*** Opening of Study material ***
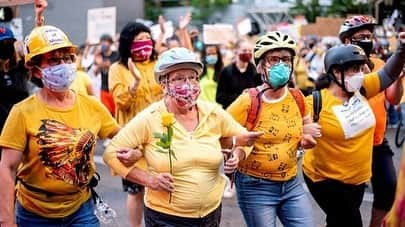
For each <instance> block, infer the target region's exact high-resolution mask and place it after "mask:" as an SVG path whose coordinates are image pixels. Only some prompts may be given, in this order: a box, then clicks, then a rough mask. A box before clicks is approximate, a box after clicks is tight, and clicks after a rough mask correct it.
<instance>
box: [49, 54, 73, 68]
mask: <svg viewBox="0 0 405 227" xmlns="http://www.w3.org/2000/svg"><path fill="white" fill-rule="evenodd" d="M43 59H44V61H45V62H46V63H47V64H48V65H50V66H55V65H59V64H61V63H62V60H63V62H65V63H69V64H70V63H73V62H74V61H75V60H76V55H75V54H65V55H59V56H57V55H51V56H49V57H44V58H43Z"/></svg>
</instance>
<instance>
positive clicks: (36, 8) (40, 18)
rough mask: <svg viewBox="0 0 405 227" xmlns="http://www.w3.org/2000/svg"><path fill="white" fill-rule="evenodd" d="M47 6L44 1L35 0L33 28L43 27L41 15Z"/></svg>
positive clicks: (47, 2) (44, 21)
mask: <svg viewBox="0 0 405 227" xmlns="http://www.w3.org/2000/svg"><path fill="white" fill-rule="evenodd" d="M47 6H48V2H47V1H46V0H35V26H37V27H40V26H42V25H44V22H45V18H44V16H43V14H44V11H45V9H46V7H47Z"/></svg>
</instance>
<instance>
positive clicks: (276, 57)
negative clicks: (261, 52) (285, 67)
mask: <svg viewBox="0 0 405 227" xmlns="http://www.w3.org/2000/svg"><path fill="white" fill-rule="evenodd" d="M265 59H266V62H267V63H270V64H277V63H279V62H280V61H282V62H284V63H290V62H291V61H292V57H291V56H281V57H280V56H275V55H269V56H266V58H265Z"/></svg>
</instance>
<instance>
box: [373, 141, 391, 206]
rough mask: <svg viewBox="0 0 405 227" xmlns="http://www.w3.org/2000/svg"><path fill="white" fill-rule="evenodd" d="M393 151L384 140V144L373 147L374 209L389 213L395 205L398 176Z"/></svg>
mask: <svg viewBox="0 0 405 227" xmlns="http://www.w3.org/2000/svg"><path fill="white" fill-rule="evenodd" d="M393 155H394V153H393V152H392V150H391V147H390V145H389V144H388V141H387V140H386V139H385V138H384V140H383V142H382V144H380V145H377V146H374V147H373V162H372V176H371V185H372V187H373V193H374V201H373V207H374V208H377V209H380V210H385V211H389V210H390V209H391V207H392V204H393V203H394V199H395V190H396V187H397V176H396V172H395V167H394V162H393V161H392V156H393Z"/></svg>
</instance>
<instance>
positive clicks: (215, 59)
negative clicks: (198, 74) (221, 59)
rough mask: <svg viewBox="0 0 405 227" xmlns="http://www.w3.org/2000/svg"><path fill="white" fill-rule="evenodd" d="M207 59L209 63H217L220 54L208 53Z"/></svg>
mask: <svg viewBox="0 0 405 227" xmlns="http://www.w3.org/2000/svg"><path fill="white" fill-rule="evenodd" d="M205 61H206V62H207V64H208V65H215V64H216V63H217V61H218V56H216V55H207V56H205Z"/></svg>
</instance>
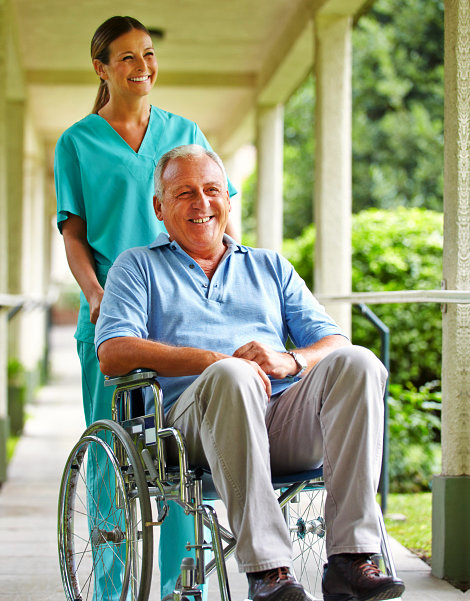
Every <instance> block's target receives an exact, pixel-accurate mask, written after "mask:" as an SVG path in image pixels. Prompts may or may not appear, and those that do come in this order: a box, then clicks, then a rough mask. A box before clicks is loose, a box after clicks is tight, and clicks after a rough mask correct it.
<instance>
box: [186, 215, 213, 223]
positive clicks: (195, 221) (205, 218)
mask: <svg viewBox="0 0 470 601" xmlns="http://www.w3.org/2000/svg"><path fill="white" fill-rule="evenodd" d="M212 217H213V215H211V217H201V218H200V219H190V220H189V221H191V223H207V222H208V221H210V220H211V219H212Z"/></svg>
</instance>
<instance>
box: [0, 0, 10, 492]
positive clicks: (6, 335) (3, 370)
mask: <svg viewBox="0 0 470 601" xmlns="http://www.w3.org/2000/svg"><path fill="white" fill-rule="evenodd" d="M7 32H8V27H7V23H6V9H5V4H4V1H3V0H0V81H2V82H6V80H7V66H6V65H7V41H6V40H7ZM5 87H6V86H5V85H4V84H3V85H1V86H0V293H3V294H5V293H6V292H7V291H8V275H7V274H8V271H7V270H8V265H7V223H8V208H7V190H6V175H7V173H6V172H7V167H6V127H5V118H6V89H5ZM7 435H8V420H7V317H6V311H3V310H1V309H0V483H1V482H4V481H5V480H6V439H7Z"/></svg>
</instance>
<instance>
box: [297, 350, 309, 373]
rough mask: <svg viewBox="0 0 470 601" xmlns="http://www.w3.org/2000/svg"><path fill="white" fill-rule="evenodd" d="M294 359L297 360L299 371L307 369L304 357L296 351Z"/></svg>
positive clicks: (306, 364) (306, 366) (297, 364)
mask: <svg viewBox="0 0 470 601" xmlns="http://www.w3.org/2000/svg"><path fill="white" fill-rule="evenodd" d="M294 359H295V360H296V362H297V365H298V366H299V367H300V370H301V371H304V370H305V369H307V361H305V357H304V356H303V355H301V354H299V353H296V355H295V357H294Z"/></svg>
*** Close of Study material ***
Work task – The result should be an exact repetition of all the records. Drop the pictures.

Answer area –
For each <instance> block, infer the target region's exact high-resolution mask and place it after "mask:" as an SVG path whose coordinates are image pixels. Only some prompts may be given, in this order: a box, then clicks, then a rough mask. A box before clicks is approximate, a box after clicks is tight, and clicks after a rough mask correct it.
<instance>
box: [49, 54, 73, 68]
mask: <svg viewBox="0 0 405 227" xmlns="http://www.w3.org/2000/svg"><path fill="white" fill-rule="evenodd" d="M43 59H44V61H45V62H46V63H47V64H48V65H50V66H55V65H59V64H61V63H62V60H63V62H65V63H69V64H70V63H73V62H74V61H75V60H76V55H75V54H65V55H59V56H57V55H51V56H49V57H44V58H43Z"/></svg>
</instance>
<instance>
positive clicks: (36, 8) (40, 18)
rough mask: <svg viewBox="0 0 405 227" xmlns="http://www.w3.org/2000/svg"><path fill="white" fill-rule="evenodd" d="M47 6L44 1L35 0L33 28L43 27L41 15Z"/></svg>
positive clicks: (47, 2) (44, 21)
mask: <svg viewBox="0 0 405 227" xmlns="http://www.w3.org/2000/svg"><path fill="white" fill-rule="evenodd" d="M47 6H48V2H47V1H46V0H35V26H37V27H40V26H42V25H44V22H45V18H44V16H43V14H44V11H45V9H46V7H47Z"/></svg>
</instance>
<instance>
positive clicks: (276, 57)
negative clicks: (261, 52) (285, 67)
mask: <svg viewBox="0 0 405 227" xmlns="http://www.w3.org/2000/svg"><path fill="white" fill-rule="evenodd" d="M265 59H266V62H267V63H270V64H277V63H279V62H280V61H282V62H284V63H290V62H291V61H292V57H291V56H281V57H280V56H275V55H269V56H266V58H265Z"/></svg>
</instance>
<instance>
box: [373, 141, 391, 206]
rough mask: <svg viewBox="0 0 405 227" xmlns="http://www.w3.org/2000/svg"><path fill="white" fill-rule="evenodd" d="M393 151L384 140V144L373 147L374 209L389 213L395 205L398 176Z"/></svg>
mask: <svg viewBox="0 0 405 227" xmlns="http://www.w3.org/2000/svg"><path fill="white" fill-rule="evenodd" d="M393 155H394V153H393V152H392V150H391V147H390V145H389V144H388V141H387V140H386V139H385V138H384V140H383V142H382V144H380V145H377V146H374V147H373V162H372V176H371V185H372V187H373V193H374V201H373V207H374V208H377V209H380V210H385V211H389V210H390V209H391V207H392V204H393V203H394V199H395V190H396V187H397V176H396V172H395V167H394V162H393V161H392V156H393Z"/></svg>
</instance>
<instance>
positive clicks: (215, 59)
negative clicks: (198, 74) (221, 59)
rough mask: <svg viewBox="0 0 405 227" xmlns="http://www.w3.org/2000/svg"><path fill="white" fill-rule="evenodd" d="M207 59L209 63H217L220 54L208 53Z"/></svg>
mask: <svg viewBox="0 0 405 227" xmlns="http://www.w3.org/2000/svg"><path fill="white" fill-rule="evenodd" d="M205 61H206V62H207V64H208V65H215V64H216V63H217V61H218V56H216V55H207V56H205Z"/></svg>
</instance>
Every <instance> block's target receives an exact, pixel-accurate mask, written after "mask:" as an SVG path in image pixels. Prompts may or may not appear, and those that do come in this order: a box, then clicks, then a rough mask. A box before clicks is loose, a box after clicks is tight, and clicks after a rough mask correct it.
<instance>
box: [186, 215, 213, 223]
positive clicks: (195, 221) (205, 218)
mask: <svg viewBox="0 0 470 601" xmlns="http://www.w3.org/2000/svg"><path fill="white" fill-rule="evenodd" d="M212 217H213V215H211V217H201V218H200V219H190V220H189V221H191V223H207V222H208V221H210V220H211V219H212Z"/></svg>
</instance>
<instance>
box: [0, 0, 10, 492]
positive clicks: (6, 335) (3, 370)
mask: <svg viewBox="0 0 470 601" xmlns="http://www.w3.org/2000/svg"><path fill="white" fill-rule="evenodd" d="M7 32H8V27H7V23H6V9H5V4H4V1H3V0H0V81H2V82H6V80H7V66H6V65H7V41H6V40H7ZM5 87H6V86H5V85H4V84H3V85H1V86H0V293H3V294H5V293H6V292H7V291H8V275H7V274H8V271H7V270H8V265H7V223H8V208H7V190H6V175H7V173H6V172H7V167H6V127H5V118H6V89H5ZM7 435H8V420H7V317H6V311H3V310H1V309H0V483H1V482H4V481H5V480H6V439H7Z"/></svg>
</instance>
<instance>
box: [297, 350, 309, 373]
rough mask: <svg viewBox="0 0 470 601" xmlns="http://www.w3.org/2000/svg"><path fill="white" fill-rule="evenodd" d="M294 359L297 360L299 371L307 369L304 357L296 351Z"/></svg>
positive clicks: (306, 364) (306, 366) (297, 364)
mask: <svg viewBox="0 0 470 601" xmlns="http://www.w3.org/2000/svg"><path fill="white" fill-rule="evenodd" d="M294 359H295V360H296V362H297V365H298V366H299V367H300V370H301V371H304V370H305V369H307V361H305V357H304V356H303V355H301V354H299V353H296V355H295V357H294Z"/></svg>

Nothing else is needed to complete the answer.